▶ **PROVIDED INFORMATION**:
— BEGIN —

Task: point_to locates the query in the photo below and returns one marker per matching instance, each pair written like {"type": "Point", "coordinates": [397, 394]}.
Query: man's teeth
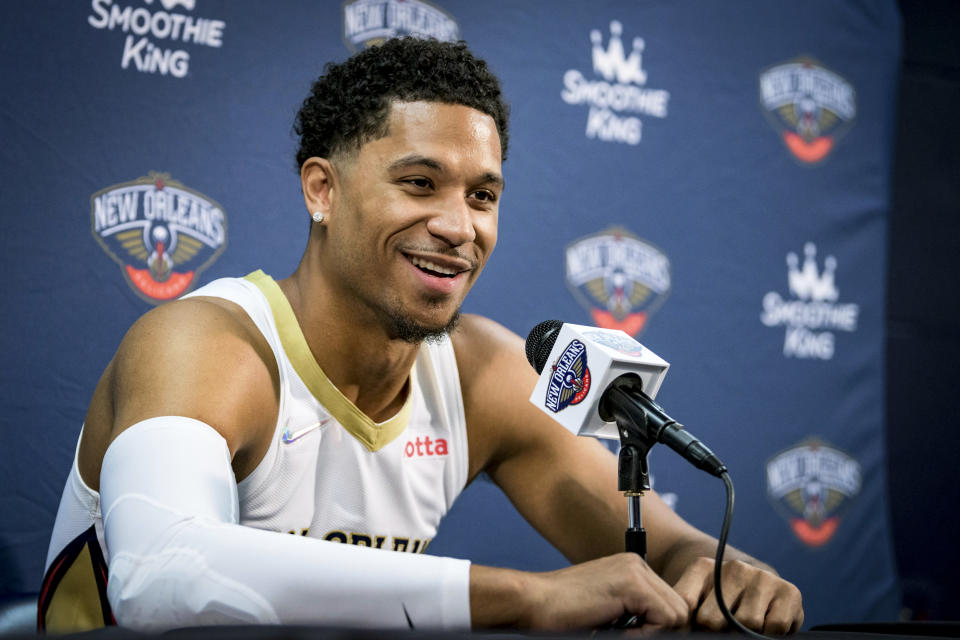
{"type": "Point", "coordinates": [429, 266]}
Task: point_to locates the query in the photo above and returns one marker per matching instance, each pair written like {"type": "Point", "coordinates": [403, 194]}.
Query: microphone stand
{"type": "Point", "coordinates": [633, 479]}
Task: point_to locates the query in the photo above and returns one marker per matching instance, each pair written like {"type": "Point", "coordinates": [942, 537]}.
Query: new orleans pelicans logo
{"type": "Point", "coordinates": [370, 22]}
{"type": "Point", "coordinates": [812, 482]}
{"type": "Point", "coordinates": [570, 382]}
{"type": "Point", "coordinates": [619, 278]}
{"type": "Point", "coordinates": [161, 233]}
{"type": "Point", "coordinates": [811, 106]}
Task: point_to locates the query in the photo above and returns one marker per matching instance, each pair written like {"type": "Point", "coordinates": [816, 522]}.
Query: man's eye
{"type": "Point", "coordinates": [485, 196]}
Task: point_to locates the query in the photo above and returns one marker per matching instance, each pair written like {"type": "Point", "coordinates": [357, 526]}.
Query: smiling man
{"type": "Point", "coordinates": [346, 405]}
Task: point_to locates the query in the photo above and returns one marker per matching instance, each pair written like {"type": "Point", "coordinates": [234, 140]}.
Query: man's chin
{"type": "Point", "coordinates": [413, 331]}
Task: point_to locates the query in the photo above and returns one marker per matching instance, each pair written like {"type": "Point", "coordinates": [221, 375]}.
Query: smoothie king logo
{"type": "Point", "coordinates": [619, 95]}
{"type": "Point", "coordinates": [570, 381]}
{"type": "Point", "coordinates": [813, 314]}
{"type": "Point", "coordinates": [161, 233]}
{"type": "Point", "coordinates": [156, 36]}
{"type": "Point", "coordinates": [370, 22]}
{"type": "Point", "coordinates": [811, 483]}
{"type": "Point", "coordinates": [811, 107]}
{"type": "Point", "coordinates": [619, 278]}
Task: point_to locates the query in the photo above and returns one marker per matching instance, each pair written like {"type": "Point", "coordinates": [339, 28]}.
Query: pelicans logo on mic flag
{"type": "Point", "coordinates": [160, 232]}
{"type": "Point", "coordinates": [618, 277]}
{"type": "Point", "coordinates": [570, 381]}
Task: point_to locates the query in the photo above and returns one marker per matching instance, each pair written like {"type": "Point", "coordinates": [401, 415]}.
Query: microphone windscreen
{"type": "Point", "coordinates": [540, 343]}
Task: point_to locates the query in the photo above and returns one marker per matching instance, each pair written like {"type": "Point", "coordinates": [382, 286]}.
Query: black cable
{"type": "Point", "coordinates": [718, 563]}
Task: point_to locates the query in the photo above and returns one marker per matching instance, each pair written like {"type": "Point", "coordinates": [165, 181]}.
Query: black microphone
{"type": "Point", "coordinates": [623, 400]}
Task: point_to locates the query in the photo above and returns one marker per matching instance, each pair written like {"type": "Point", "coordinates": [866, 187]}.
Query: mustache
{"type": "Point", "coordinates": [448, 252]}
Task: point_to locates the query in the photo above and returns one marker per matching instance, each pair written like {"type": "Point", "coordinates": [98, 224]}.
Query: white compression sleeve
{"type": "Point", "coordinates": [177, 556]}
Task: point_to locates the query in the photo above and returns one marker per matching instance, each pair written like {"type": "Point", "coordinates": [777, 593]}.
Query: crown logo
{"type": "Point", "coordinates": [807, 283]}
{"type": "Point", "coordinates": [612, 63]}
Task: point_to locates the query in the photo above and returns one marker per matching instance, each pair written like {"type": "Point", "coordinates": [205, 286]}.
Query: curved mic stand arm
{"type": "Point", "coordinates": [633, 473]}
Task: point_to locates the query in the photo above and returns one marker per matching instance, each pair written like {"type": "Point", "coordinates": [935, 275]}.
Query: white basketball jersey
{"type": "Point", "coordinates": [330, 472]}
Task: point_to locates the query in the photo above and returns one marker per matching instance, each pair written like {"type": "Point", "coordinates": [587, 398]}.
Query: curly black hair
{"type": "Point", "coordinates": [350, 103]}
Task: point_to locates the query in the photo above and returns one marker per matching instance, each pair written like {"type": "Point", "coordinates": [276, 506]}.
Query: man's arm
{"type": "Point", "coordinates": [565, 486]}
{"type": "Point", "coordinates": [188, 395]}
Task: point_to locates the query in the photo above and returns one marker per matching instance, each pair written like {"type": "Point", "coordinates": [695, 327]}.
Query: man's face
{"type": "Point", "coordinates": [416, 216]}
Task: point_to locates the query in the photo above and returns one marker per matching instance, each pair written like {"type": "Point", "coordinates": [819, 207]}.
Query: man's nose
{"type": "Point", "coordinates": [453, 222]}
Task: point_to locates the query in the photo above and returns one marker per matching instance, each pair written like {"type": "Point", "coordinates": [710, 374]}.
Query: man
{"type": "Point", "coordinates": [347, 405]}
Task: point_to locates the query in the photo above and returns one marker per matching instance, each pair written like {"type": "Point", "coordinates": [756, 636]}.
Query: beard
{"type": "Point", "coordinates": [409, 330]}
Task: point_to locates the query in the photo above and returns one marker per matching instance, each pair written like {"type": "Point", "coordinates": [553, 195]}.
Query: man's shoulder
{"type": "Point", "coordinates": [199, 357]}
{"type": "Point", "coordinates": [480, 342]}
{"type": "Point", "coordinates": [210, 340]}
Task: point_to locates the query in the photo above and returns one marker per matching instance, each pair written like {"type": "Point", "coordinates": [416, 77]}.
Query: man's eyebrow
{"type": "Point", "coordinates": [417, 160]}
{"type": "Point", "coordinates": [414, 160]}
{"type": "Point", "coordinates": [491, 177]}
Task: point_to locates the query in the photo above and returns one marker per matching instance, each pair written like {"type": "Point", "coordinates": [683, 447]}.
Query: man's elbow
{"type": "Point", "coordinates": [174, 588]}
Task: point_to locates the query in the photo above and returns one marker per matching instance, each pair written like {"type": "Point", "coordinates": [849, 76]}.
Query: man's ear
{"type": "Point", "coordinates": [318, 180]}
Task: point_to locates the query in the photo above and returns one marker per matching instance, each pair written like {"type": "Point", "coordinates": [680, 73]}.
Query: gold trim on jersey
{"type": "Point", "coordinates": [373, 435]}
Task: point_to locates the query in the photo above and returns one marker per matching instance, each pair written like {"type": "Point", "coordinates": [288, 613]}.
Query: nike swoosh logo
{"type": "Point", "coordinates": [290, 436]}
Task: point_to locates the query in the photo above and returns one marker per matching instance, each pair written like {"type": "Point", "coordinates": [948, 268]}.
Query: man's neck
{"type": "Point", "coordinates": [352, 348]}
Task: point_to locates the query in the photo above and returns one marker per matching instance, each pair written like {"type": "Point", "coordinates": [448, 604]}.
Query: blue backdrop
{"type": "Point", "coordinates": [711, 177]}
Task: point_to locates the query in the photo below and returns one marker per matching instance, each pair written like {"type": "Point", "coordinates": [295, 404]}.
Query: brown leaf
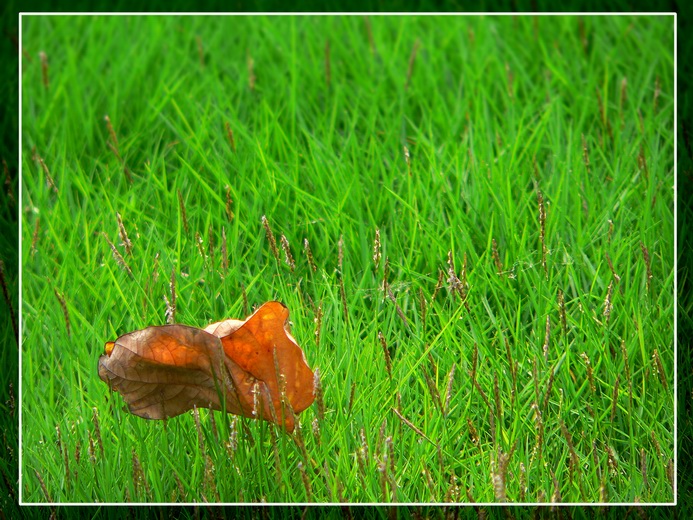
{"type": "Point", "coordinates": [164, 371]}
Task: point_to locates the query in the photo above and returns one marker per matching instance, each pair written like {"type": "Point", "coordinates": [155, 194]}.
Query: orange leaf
{"type": "Point", "coordinates": [252, 368]}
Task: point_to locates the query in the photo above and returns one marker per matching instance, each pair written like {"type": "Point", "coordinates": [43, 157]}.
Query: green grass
{"type": "Point", "coordinates": [492, 111]}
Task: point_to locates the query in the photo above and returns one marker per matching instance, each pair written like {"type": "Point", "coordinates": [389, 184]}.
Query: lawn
{"type": "Point", "coordinates": [474, 227]}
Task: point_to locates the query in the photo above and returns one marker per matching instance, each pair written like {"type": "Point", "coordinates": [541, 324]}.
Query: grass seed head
{"type": "Point", "coordinates": [118, 257]}
{"type": "Point", "coordinates": [288, 257]}
{"type": "Point", "coordinates": [124, 240]}
{"type": "Point", "coordinates": [659, 368]}
{"type": "Point", "coordinates": [608, 305]}
{"type": "Point", "coordinates": [229, 136]}
{"type": "Point", "coordinates": [44, 69]}
{"type": "Point", "coordinates": [309, 255]}
{"type": "Point", "coordinates": [183, 213]}
{"type": "Point", "coordinates": [376, 249]}
{"type": "Point", "coordinates": [270, 238]}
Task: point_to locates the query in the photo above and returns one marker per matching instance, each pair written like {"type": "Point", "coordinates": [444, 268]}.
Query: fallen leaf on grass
{"type": "Point", "coordinates": [234, 366]}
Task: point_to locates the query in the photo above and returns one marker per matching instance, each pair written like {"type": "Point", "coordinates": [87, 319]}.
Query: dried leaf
{"type": "Point", "coordinates": [164, 371]}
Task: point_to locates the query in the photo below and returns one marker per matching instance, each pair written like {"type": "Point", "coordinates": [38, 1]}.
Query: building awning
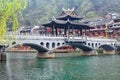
{"type": "Point", "coordinates": [66, 24]}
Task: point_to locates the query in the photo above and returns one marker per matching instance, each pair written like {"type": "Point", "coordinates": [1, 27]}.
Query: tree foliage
{"type": "Point", "coordinates": [10, 11]}
{"type": "Point", "coordinates": [41, 11]}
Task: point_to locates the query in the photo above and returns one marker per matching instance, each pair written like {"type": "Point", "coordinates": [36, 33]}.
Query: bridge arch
{"type": "Point", "coordinates": [81, 46]}
{"type": "Point", "coordinates": [37, 47]}
{"type": "Point", "coordinates": [107, 47]}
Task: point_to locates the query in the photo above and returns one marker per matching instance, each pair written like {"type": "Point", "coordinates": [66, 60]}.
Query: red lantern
{"type": "Point", "coordinates": [59, 30]}
{"type": "Point", "coordinates": [48, 30]}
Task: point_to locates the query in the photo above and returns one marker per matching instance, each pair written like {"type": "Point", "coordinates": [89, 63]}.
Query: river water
{"type": "Point", "coordinates": [27, 67]}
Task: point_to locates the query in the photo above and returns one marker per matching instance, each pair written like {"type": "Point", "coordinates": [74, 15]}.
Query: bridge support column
{"type": "Point", "coordinates": [2, 57]}
{"type": "Point", "coordinates": [45, 55]}
{"type": "Point", "coordinates": [108, 51]}
{"type": "Point", "coordinates": [89, 53]}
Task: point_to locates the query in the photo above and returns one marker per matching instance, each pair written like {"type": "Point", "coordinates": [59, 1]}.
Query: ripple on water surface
{"type": "Point", "coordinates": [70, 68]}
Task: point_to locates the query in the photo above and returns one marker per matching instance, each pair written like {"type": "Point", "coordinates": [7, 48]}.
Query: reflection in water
{"type": "Point", "coordinates": [27, 67]}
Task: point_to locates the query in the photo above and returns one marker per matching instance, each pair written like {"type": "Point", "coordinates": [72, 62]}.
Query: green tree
{"type": "Point", "coordinates": [10, 11]}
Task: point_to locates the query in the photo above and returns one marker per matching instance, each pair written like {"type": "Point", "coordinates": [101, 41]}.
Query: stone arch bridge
{"type": "Point", "coordinates": [47, 44]}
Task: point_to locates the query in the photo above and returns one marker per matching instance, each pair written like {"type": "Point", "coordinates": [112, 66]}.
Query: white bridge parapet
{"type": "Point", "coordinates": [52, 42]}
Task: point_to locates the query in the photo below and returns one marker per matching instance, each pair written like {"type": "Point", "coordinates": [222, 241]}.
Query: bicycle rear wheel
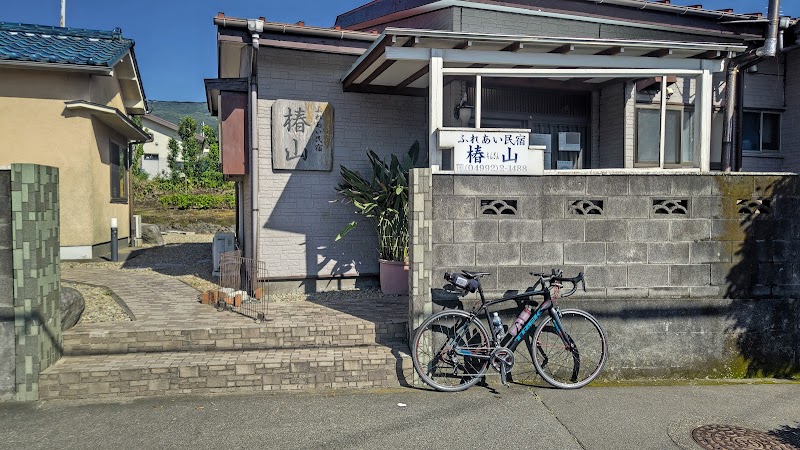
{"type": "Point", "coordinates": [574, 365]}
{"type": "Point", "coordinates": [441, 351]}
{"type": "Point", "coordinates": [524, 371]}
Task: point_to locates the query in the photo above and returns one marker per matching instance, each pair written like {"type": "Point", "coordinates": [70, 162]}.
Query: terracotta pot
{"type": "Point", "coordinates": [394, 277]}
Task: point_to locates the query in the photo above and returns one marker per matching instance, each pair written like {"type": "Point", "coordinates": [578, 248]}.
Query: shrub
{"type": "Point", "coordinates": [198, 201]}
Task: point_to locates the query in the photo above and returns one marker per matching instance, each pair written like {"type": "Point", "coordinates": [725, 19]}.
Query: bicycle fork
{"type": "Point", "coordinates": [568, 342]}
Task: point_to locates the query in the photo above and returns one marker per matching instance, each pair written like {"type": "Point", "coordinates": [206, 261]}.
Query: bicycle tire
{"type": "Point", "coordinates": [441, 368]}
{"type": "Point", "coordinates": [565, 368]}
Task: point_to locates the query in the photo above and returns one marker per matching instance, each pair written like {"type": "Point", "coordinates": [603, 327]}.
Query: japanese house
{"type": "Point", "coordinates": [595, 87]}
{"type": "Point", "coordinates": [66, 95]}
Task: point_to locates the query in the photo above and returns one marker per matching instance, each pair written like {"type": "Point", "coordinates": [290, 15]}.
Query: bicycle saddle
{"type": "Point", "coordinates": [472, 275]}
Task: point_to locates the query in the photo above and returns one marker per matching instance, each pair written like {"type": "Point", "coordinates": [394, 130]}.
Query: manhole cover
{"type": "Point", "coordinates": [728, 437]}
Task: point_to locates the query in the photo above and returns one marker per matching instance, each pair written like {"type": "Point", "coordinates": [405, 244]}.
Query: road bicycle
{"type": "Point", "coordinates": [452, 349]}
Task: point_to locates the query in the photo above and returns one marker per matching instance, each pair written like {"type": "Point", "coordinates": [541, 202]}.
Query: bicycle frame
{"type": "Point", "coordinates": [546, 305]}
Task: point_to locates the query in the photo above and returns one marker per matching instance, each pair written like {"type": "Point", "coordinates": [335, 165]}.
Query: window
{"type": "Point", "coordinates": [119, 173]}
{"type": "Point", "coordinates": [678, 148]}
{"type": "Point", "coordinates": [761, 131]}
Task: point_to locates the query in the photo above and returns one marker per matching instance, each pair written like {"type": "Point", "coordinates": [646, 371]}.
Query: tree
{"type": "Point", "coordinates": [172, 159]}
{"type": "Point", "coordinates": [190, 148]}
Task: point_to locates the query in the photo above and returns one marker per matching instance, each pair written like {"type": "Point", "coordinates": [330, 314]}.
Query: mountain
{"type": "Point", "coordinates": [173, 111]}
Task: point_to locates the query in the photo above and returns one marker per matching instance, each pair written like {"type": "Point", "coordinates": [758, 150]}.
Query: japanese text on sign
{"type": "Point", "coordinates": [491, 152]}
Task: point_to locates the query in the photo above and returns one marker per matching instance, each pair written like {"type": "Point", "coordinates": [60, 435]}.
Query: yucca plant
{"type": "Point", "coordinates": [383, 198]}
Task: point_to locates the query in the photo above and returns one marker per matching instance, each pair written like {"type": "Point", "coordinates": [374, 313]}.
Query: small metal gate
{"type": "Point", "coordinates": [242, 286]}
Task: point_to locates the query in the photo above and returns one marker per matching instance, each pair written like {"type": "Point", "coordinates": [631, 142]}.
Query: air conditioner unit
{"type": "Point", "coordinates": [223, 243]}
{"type": "Point", "coordinates": [569, 142]}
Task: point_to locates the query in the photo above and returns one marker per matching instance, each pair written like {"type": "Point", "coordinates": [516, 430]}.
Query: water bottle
{"type": "Point", "coordinates": [520, 322]}
{"type": "Point", "coordinates": [498, 326]}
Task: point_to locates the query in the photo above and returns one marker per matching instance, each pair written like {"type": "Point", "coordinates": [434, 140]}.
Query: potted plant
{"type": "Point", "coordinates": [383, 199]}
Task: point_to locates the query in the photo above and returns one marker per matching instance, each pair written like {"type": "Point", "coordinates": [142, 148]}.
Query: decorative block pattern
{"type": "Point", "coordinates": [36, 273]}
{"type": "Point", "coordinates": [657, 236]}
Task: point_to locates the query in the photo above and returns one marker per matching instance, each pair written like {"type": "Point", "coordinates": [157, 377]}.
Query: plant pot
{"type": "Point", "coordinates": [394, 277]}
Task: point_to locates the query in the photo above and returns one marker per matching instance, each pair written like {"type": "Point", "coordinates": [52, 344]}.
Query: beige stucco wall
{"type": "Point", "coordinates": [36, 127]}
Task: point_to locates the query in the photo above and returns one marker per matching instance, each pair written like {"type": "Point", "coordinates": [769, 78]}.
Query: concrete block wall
{"type": "Point", "coordinates": [419, 252]}
{"type": "Point", "coordinates": [634, 236]}
{"type": "Point", "coordinates": [682, 289]}
{"type": "Point", "coordinates": [36, 275]}
{"type": "Point", "coordinates": [299, 221]}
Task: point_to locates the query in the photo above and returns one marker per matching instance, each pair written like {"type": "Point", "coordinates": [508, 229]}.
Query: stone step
{"type": "Point", "coordinates": [99, 341]}
{"type": "Point", "coordinates": [167, 373]}
{"type": "Point", "coordinates": [288, 326]}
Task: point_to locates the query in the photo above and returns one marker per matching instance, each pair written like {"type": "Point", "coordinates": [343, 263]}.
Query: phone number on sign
{"type": "Point", "coordinates": [491, 168]}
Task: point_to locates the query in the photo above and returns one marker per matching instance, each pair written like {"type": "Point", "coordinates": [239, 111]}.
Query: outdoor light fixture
{"type": "Point", "coordinates": [463, 112]}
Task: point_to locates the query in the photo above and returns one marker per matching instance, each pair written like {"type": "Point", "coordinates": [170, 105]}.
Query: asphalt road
{"type": "Point", "coordinates": [501, 418]}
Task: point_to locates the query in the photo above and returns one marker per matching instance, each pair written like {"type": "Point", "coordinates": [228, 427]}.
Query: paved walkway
{"type": "Point", "coordinates": [178, 345]}
{"type": "Point", "coordinates": [596, 418]}
{"type": "Point", "coordinates": [161, 302]}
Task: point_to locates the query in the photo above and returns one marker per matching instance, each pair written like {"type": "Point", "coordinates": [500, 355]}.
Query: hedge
{"type": "Point", "coordinates": [198, 201]}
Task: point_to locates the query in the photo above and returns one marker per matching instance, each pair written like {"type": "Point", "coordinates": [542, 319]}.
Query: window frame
{"type": "Point", "coordinates": [121, 171]}
{"type": "Point", "coordinates": [761, 151]}
{"type": "Point", "coordinates": [682, 108]}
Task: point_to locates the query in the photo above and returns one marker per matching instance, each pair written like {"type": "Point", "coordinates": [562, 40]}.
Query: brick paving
{"type": "Point", "coordinates": [178, 345]}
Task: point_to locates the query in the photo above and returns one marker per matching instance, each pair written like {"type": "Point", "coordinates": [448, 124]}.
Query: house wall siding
{"type": "Point", "coordinates": [714, 259]}
{"type": "Point", "coordinates": [36, 128]}
{"type": "Point", "coordinates": [299, 221]}
{"type": "Point", "coordinates": [7, 343]}
{"type": "Point", "coordinates": [612, 123]}
{"type": "Point", "coordinates": [790, 141]}
{"type": "Point", "coordinates": [765, 90]}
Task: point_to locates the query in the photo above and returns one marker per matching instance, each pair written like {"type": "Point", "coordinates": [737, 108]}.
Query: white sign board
{"type": "Point", "coordinates": [302, 135]}
{"type": "Point", "coordinates": [494, 152]}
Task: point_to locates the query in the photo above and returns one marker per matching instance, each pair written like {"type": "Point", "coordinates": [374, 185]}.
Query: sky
{"type": "Point", "coordinates": [176, 39]}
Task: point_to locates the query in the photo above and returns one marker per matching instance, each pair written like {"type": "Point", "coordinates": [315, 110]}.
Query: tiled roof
{"type": "Point", "coordinates": [45, 44]}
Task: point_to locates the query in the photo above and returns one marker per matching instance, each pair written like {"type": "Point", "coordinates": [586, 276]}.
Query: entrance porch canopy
{"type": "Point", "coordinates": [415, 62]}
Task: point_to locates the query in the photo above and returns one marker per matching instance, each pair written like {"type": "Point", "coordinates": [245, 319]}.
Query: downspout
{"type": "Point", "coordinates": [255, 27]}
{"type": "Point", "coordinates": [735, 66]}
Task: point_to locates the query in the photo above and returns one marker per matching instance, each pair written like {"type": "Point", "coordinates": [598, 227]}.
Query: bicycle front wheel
{"type": "Point", "coordinates": [451, 350]}
{"type": "Point", "coordinates": [572, 356]}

— END —

▶ **EXERCISE**:
How many lines of the records contain the string "sign"? Case counts. Reply with the number only.

▶ **CORRECT RESPONSE**:
3